AIM — Copy the memorial record starting at the words "United Kingdom" and stopping after "and 224 ratings.", renaming every "H.M.S." to "HMS".

DOCUMENT PASSAGE —
/---

Name
Eric Maurice Pay
Conflict
Second World War
Date of Death / Age
23/05/1941
18
Rank, Service Number & Service Details
Ordinary Telegraphist
P/JX 163503
Royal Navy
H.M.S. Fiji
Awards: Service Medals/Honour Awards
Cemetery/Memorial: Name/Reference/Country
PORTSMOUTH NAVAL MEMORIAL
Panel 53, Column 1.
United Kingdom
Headstone Inscription
NA
UK & Other Memorials
Hitchin Town Memorial, Hitchin Roll of Honour 1939 – 1945 (Book) St Mary’s Church, Hitchin
Biography
He joined up in 1940 and trained as a telegraphist at H.M.S. ‘Ganges’ and was given the Service Number P/JX 163503. He joined the crew of H.M.S. ‘Fiji’ which was a cruiser of 8,000 tons built in 1939. The warship was being used to prevent Italian convoys sending reinforcements and supplies from Greece to Crete. Several Luftwaffe aircraft were shot down in attacks on a number of warships off the coast of Crete. At 18.45hrs on the 22nd May 1941 the ‘Fiji’ capsized and sank at 20.15hrs after several hits from air attacks at position 34 35N 23 10E, which is off the island of Antikithera. Eric was one of many reported missing. The losses were 17 officers and 224 ratings.

\---

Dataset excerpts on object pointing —
/---

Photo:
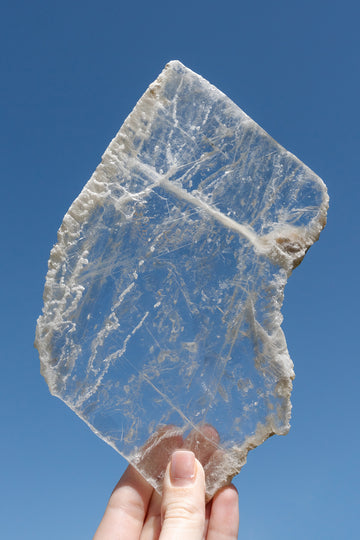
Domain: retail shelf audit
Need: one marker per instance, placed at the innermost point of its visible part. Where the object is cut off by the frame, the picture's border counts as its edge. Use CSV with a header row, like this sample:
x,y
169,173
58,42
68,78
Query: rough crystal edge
x,y
95,191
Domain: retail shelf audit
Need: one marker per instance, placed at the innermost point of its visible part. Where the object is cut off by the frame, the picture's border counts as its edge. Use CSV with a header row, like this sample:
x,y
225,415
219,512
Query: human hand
x,y
137,512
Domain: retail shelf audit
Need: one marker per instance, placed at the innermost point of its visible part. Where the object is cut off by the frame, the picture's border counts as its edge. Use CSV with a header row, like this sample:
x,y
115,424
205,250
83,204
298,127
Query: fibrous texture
x,y
161,321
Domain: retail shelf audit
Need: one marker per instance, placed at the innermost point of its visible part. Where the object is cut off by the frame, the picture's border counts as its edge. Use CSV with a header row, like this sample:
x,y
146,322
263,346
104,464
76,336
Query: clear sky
x,y
70,74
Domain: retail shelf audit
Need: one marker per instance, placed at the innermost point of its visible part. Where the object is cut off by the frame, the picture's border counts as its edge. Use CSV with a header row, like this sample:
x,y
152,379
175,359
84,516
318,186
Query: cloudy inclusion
x,y
163,295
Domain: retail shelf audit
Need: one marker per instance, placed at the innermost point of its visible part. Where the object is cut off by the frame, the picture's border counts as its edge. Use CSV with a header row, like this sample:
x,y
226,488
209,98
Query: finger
x,y
127,507
156,453
152,525
183,504
203,442
224,517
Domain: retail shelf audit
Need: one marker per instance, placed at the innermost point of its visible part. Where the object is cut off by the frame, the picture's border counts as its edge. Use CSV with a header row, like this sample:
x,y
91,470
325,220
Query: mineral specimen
x,y
161,320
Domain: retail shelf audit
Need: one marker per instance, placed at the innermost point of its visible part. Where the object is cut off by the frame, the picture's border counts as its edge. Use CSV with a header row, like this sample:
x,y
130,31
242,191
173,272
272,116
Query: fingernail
x,y
182,468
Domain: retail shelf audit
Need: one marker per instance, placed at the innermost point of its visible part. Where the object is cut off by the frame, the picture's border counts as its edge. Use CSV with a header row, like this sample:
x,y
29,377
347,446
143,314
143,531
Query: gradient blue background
x,y
70,74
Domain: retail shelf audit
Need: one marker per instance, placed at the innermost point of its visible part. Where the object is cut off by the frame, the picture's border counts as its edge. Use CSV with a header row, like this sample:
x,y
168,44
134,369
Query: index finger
x,y
125,513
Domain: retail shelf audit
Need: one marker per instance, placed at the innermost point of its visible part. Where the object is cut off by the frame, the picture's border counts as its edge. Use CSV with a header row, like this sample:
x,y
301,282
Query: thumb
x,y
183,501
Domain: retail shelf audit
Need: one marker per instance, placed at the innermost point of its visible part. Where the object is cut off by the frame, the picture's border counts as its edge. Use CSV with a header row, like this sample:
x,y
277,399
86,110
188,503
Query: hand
x,y
137,512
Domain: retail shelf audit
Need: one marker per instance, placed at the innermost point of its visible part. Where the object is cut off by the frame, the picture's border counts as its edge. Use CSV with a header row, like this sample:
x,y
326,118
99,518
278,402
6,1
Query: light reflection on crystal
x,y
162,301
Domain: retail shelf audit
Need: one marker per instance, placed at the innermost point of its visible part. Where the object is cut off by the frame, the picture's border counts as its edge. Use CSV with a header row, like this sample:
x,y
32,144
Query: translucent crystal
x,y
161,319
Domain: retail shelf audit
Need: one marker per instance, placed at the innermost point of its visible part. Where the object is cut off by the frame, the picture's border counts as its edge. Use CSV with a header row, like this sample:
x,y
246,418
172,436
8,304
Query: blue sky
x,y
71,73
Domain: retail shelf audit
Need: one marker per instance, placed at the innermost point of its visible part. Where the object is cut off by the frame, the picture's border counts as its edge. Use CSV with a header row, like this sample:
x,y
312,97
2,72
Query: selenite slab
x,y
161,320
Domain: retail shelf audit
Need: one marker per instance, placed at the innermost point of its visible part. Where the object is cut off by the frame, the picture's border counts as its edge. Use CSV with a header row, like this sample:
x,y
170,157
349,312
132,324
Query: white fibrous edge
x,y
285,247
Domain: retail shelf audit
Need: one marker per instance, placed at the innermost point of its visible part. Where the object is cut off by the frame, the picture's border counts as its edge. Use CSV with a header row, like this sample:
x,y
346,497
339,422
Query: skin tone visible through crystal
x,y
161,325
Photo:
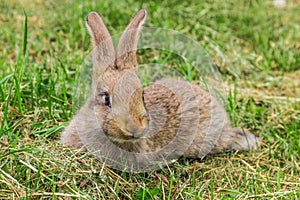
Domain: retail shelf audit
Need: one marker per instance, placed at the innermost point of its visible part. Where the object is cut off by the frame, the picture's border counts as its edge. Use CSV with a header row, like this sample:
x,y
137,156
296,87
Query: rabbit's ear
x,y
126,51
103,48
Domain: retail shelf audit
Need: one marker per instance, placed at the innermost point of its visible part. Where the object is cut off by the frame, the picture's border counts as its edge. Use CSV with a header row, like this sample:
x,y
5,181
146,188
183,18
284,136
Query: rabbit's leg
x,y
235,139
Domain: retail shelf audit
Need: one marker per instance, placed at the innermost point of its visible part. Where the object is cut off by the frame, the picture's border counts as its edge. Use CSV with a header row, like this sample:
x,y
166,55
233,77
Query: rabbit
x,y
173,114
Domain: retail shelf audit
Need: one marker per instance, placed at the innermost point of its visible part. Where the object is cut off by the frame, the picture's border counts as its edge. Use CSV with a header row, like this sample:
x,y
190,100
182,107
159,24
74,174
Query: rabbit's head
x,y
118,93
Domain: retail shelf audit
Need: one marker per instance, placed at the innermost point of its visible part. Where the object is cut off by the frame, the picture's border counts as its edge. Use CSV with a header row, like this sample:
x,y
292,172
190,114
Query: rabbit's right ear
x,y
103,48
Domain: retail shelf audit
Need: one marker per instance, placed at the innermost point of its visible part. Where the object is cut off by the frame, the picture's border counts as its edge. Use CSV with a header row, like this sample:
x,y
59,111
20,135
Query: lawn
x,y
254,45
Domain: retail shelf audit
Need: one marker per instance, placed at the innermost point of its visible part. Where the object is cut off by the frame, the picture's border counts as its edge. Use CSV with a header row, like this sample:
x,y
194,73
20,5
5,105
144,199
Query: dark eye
x,y
105,98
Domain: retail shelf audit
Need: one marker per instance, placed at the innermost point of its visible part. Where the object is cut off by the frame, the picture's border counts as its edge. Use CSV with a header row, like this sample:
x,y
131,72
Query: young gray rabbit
x,y
173,116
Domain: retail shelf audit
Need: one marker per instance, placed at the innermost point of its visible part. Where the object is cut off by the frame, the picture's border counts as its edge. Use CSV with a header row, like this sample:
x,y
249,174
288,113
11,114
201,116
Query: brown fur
x,y
174,113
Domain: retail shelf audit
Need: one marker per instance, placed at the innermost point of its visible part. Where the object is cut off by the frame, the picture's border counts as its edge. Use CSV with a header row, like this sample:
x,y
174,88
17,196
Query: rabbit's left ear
x,y
126,50
103,48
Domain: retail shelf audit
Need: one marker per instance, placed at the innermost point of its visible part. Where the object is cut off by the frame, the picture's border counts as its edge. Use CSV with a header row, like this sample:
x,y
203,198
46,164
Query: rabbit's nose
x,y
134,131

\---

RESPONSE BELOW —
United Kingdom
Headstone Inscription
NA
UK & Other Memorials
Hitchin Town Memorial, Hitchin Roll of Honour 1939 – 1945 (Book) St Mary’s Church, Hitchin
Biography
He joined up in 1940 and trained as a telegraphist at HMS ‘Ganges’ and was given the Service Number P/JX 163503. He joined the crew of HMS ‘Fiji’ which was a cruiser of 8,000 tons built in 1939. The warship was being used to prevent Italian convoys sending reinforcements and supplies from Greece to Crete. Several Luftwaffe aircraft were shot down in attacks on a number of warships off the coast of Crete. At 18.45hrs on the 22nd May 1941 the ‘Fiji’ capsized and sank at 20.15hrs after several hits from air attacks at position 34 35N 23 10E, which is off the island of Antikithera. Eric was one of many reported missing. The losses were 17 officers and 224 ratings.